*** Opening Provided passage ***

Waiting until a crisis to figure out how to communicate with your audience in that crisis will only add unnecessary time and stress to an already stressful situation. To communicate more effectively during these times, you must set up a crisis communication framework ahead of time. In our e-book Crisis Communication 101: COVID-19 Edition, we share the ten steps to doing this. Here’s what it covers about prepping your communication tech.
Set Up Notification Systems
Before a crisis lands, you need to know where and how you’ll communicate with your audience. The best channels for crisis communications include:
- Social media: This is a strong way to communicate with your followers urgently. Cristina Roman recommends creating profiles on the channels you don’t normally share on too, so you can respond to crises on whatever channel they erupt on.
- Voice broadcasting: This enables you to send a pre-recorded or text-to-speech audio message to your contacts as a voice call. It’s one of the most effective channels for urgent messages as it calls everyone on your list within minutes and you can track who didn’t answer, so you can contact them a different way if needed.
- SMS: Most SMS popups are read within minutes and it doesn’t require mobile data to receive – this is highly effective, particularly in South Africa.
- Push notifications: These allow you to send messages instantly to anyone who’s signed up for push notifications on your website or mobile app.
- Email: Email isn’t always the fastest channel to communicate on, as not everyone checks their emails regularly. But it’s a credible channel that can carry much more information. This makes it a good support for the channels listed above.
For speed and consistency, look for a system that allows you to communicate via all these channels and automate communications. You can even set messages up ahead of time, so when / if the time comes, you can tweak them with the specifics of the situation and send.
Set up Monitoring Systems
It’s always good to know what’s being said about you in the media, so you can adapt your communications and steer the conversation. In a crisis, this is critical. Good social listening tools for doing this include:
- Google Alerts
- Hootsuite
- Talkwater
- BrandsEye
- Meltwater
- Radian6
Ensure that a communications professional is monitoring this constantly, so you can respond urgently to public opinion if needed.

*** Closing Provided passage ***
*** Opening Supplied material ***

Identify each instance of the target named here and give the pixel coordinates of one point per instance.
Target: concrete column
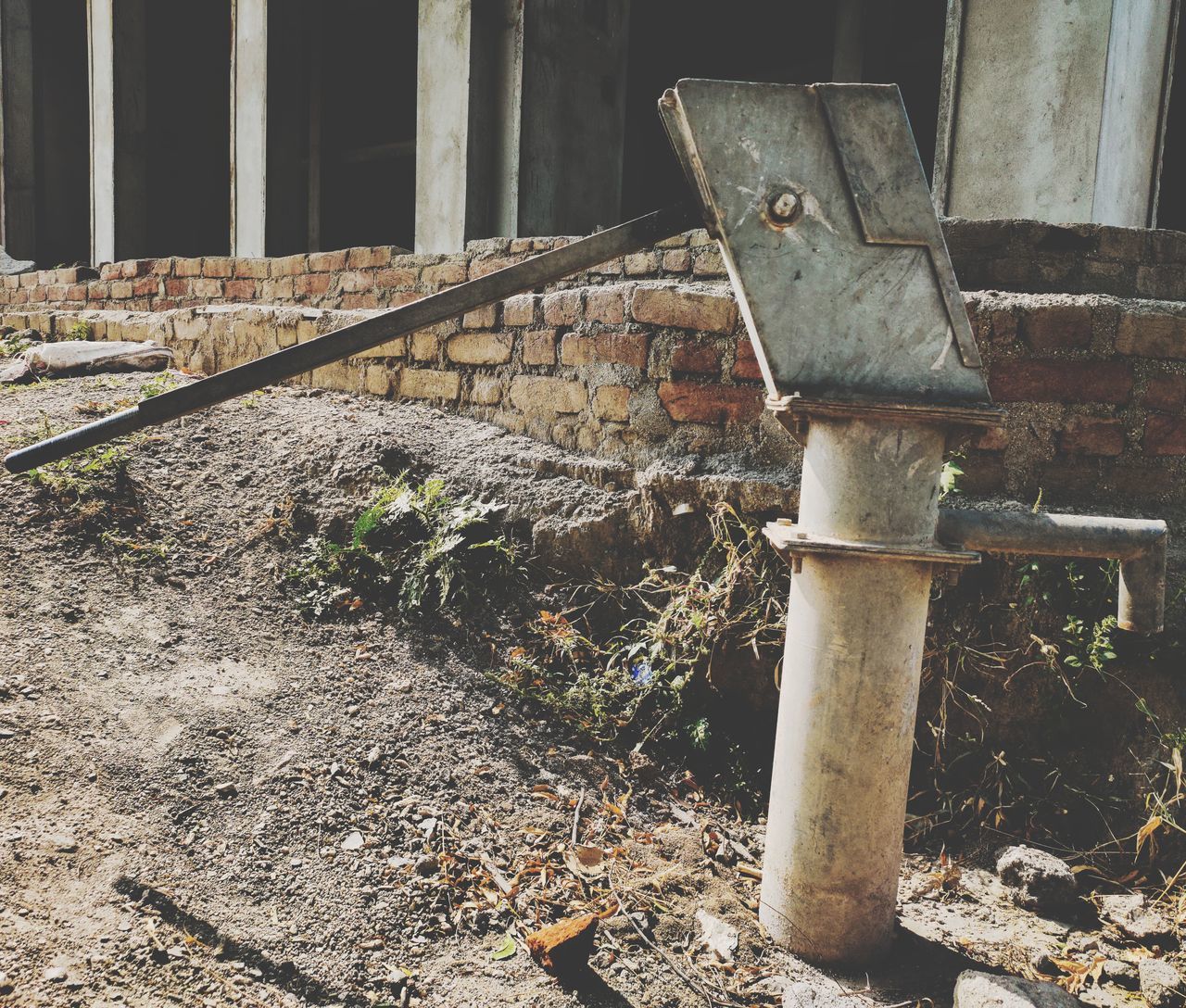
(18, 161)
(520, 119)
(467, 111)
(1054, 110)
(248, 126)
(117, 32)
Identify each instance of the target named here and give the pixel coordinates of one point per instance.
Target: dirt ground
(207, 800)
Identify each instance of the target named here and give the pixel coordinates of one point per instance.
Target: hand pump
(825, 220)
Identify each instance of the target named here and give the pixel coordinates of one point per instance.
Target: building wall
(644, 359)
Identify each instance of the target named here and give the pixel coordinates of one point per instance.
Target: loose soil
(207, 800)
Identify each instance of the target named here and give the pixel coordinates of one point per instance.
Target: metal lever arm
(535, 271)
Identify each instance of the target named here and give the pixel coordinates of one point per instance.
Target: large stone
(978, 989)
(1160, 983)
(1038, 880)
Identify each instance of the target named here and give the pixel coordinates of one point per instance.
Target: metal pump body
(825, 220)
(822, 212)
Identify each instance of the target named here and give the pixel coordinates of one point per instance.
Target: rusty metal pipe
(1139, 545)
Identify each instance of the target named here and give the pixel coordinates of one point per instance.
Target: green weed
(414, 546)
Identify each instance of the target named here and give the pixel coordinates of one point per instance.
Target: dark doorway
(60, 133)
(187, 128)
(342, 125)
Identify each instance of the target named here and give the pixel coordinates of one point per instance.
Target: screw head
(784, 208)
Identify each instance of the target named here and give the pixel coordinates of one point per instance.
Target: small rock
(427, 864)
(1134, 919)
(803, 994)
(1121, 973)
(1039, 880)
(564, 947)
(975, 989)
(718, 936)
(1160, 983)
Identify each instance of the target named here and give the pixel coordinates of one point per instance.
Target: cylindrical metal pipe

*** Closing Supplied material ***

# [Your instructions]
Revise the crisis communication passage starting at "- Voice broadcasting: This" and ending at "channels listed above.", writing that stretch out again with "credible" changed to "trusted". The records are separate material and are not connected to the crisis communication passage.

# [Solution to this task]
- Voice broadcasting: This enables you to send a pre-recorded or text-to-speech audio message to your contacts as a voice call. It’s one of the most effective channels for urgent messages as it calls everyone on your list within minutes and you can track who didn’t answer, so you can contact them a different way if needed.
- SMS: Most SMS popups are read within minutes and it doesn’t require mobile data to receive – this is highly effective, particularly in South Africa.
- Push notifications: These allow you to send messages instantly to anyone who’s signed up for push notifications on your website or mobile app.
- Email: Email isn’t always the fastest channel to communicate on, as not everyone checks their emails regularly. But it’s a trusted channel that can carry much more information. This makes it a good support for the channels listed above.